Activity -
Every record, from first to last, should be written out again exactly.
** Supplied data follows **
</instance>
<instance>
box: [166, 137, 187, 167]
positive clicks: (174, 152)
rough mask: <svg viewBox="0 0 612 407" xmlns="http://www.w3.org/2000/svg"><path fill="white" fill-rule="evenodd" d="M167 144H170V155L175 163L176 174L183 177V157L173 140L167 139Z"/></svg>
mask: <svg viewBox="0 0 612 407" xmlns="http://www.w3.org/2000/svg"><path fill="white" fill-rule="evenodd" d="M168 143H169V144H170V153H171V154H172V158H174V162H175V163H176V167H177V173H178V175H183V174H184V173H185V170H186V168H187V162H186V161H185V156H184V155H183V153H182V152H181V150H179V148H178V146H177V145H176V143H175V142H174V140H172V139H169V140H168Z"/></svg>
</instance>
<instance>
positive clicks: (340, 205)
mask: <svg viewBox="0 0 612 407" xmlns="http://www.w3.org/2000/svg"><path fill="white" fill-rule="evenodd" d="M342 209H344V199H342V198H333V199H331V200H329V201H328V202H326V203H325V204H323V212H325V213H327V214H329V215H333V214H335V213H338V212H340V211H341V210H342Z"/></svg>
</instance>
** End of Supplied data **
Completed task -
</instance>
<instance>
box: [166, 137, 187, 167]
positive clicks: (174, 152)
rough mask: <svg viewBox="0 0 612 407" xmlns="http://www.w3.org/2000/svg"><path fill="white" fill-rule="evenodd" d="M167 144H170V155L175 163L176 174L183 177V157L173 140L167 139Z"/></svg>
mask: <svg viewBox="0 0 612 407" xmlns="http://www.w3.org/2000/svg"><path fill="white" fill-rule="evenodd" d="M168 143H169V144H170V153H171V154H172V158H174V162H175V163H176V167H177V173H178V175H183V174H184V173H185V170H186V168H187V162H186V161H185V156H184V155H183V153H182V152H181V150H179V148H178V146H177V145H176V143H175V142H174V140H172V139H169V140H168Z"/></svg>
</instance>
<instance>
positive clicks: (340, 205)
mask: <svg viewBox="0 0 612 407" xmlns="http://www.w3.org/2000/svg"><path fill="white" fill-rule="evenodd" d="M342 209H344V199H342V198H333V199H331V200H329V201H328V202H326V203H325V204H323V212H325V213H327V214H329V215H333V214H335V213H338V212H340V211H341V210H342Z"/></svg>
</instance>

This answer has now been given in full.